* ARTICLE *
►

The ultimate goal for the 31st division was still 40 miles away; Dimapur, a British airfield, rail head and logistics base on the Brahmaputra River. From this depot a winding road climbed the Naga Hills, through a mountain pass along Kohima Ridge, and then ran southward to Impala. At Impala were three Indian divisions, commanded by British officers. The main Japanese thrust of four divisions was initially aimed at Impala. But if the 31st division could capture Kohima, those three Indian divisions would be cut off, and could be starved to death.  And if the 31st could capture Dimapur, the Japanese army would have enough food, ammunition and fuel to invade India by itself.  Sato’s goal was to capture enough supplies at Kohima for the next forty mile march to Dimapur. 
In a first rush on the evening of 3 April , 1944, the men from Kyushu not only surrounded Kohima, they also captured British warehouses containing enough food to supply the 31st division for a year. But less than a month’s worth had been distributed when the Royal Air Force bombed the warehouses, and blew up the supplies.  From this point forward each Japanese soldier received one rice ball, some salt and a bottle of boiled water a day. 
Beginning on 6 April, under daily downpours and heavy mortar fire, the Japanese began a series of infantry attacks, squeezing the defenders back onto isolated hill tops along the ridge until the British still held only one, Garrison Hill.  And atop that, at a 280 degree bend in the switchback Impala Road, was DC Hill, where in peaceful times the District Commissioner had built himself a summer bungalow, complete with garden and tennis court.  By 9 April, the the Japanese and British lines were separated only by the Tennis Court, and the entire battle for India and Burma had been reduced to a battlefield just 36 feet wide. 
Attacks and counter-attacks raged across the court, for day after day . A British officer explained the battle this way. “We were attacked every single night... They came in waves…Most nights they overran part of the battalion position, so we had to mount counter-attacks...” Noted another source, “It was a very primitive battle. The Japanese had no air cover or air supply and attacked each night” Another British writer explained, “The defenders built barricades from the piled bodies of the attackers, the entire area eventually becoming a thick carpet of blackened and rotting corpses. When digging in, they found themselves often digging through the dead before hitting earth.” 
On the night of 13/14 April , the Japanese managed to manhandle a 75mm cannon onto a slight rise to fire point blank into the forward British trenches.  The survivors were forced to retreat.  One of the Indian troopers, Wellington Massar, set up a machine gun on the billiard table in the remains of the club house, and cut down the following Japanese attackers.  A Lt. King led a counterattack which retook the trench.  But the British position had been cut in half.  With daylight the Japanese launched what was supposed to be the final annihilating attack, but it was repulsed.  A British Officer told his commander, “The men's spirits are all right, but there aren't many of us left,”  He said that if relief did not arrive within 48 hours, the position would fall.  Five days later, the battle for the “shattered corpse-covered tennis court” was still raging.

◄

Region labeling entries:
►

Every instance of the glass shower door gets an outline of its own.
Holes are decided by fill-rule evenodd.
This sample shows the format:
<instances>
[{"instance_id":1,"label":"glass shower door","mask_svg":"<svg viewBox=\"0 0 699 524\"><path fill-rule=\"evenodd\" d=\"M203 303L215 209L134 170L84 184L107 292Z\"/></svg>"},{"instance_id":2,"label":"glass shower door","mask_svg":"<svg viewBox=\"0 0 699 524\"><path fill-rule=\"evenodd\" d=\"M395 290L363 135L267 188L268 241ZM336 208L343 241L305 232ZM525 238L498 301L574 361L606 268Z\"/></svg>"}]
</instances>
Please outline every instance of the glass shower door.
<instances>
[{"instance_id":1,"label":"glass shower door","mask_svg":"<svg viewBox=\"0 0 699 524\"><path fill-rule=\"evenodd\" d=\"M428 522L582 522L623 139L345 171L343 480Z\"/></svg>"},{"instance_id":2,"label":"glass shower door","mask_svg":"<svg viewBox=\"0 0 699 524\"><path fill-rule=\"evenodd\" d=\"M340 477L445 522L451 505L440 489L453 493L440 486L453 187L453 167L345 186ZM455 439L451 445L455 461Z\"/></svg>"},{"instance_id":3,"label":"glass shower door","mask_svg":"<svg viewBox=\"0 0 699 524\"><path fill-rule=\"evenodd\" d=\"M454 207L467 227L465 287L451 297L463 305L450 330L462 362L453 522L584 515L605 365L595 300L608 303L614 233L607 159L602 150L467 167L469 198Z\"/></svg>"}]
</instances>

◄

* EXERCISE DETAILS *
In the passage about the fighting at Kohima, what daily ration did each Japanese soldier receive after the Royal Air Force bombed the warehouses? These entries have no connection to the passage.

* WRITTEN RESPONSE *
One rice ball, some salt and a bottle of boiled water a day.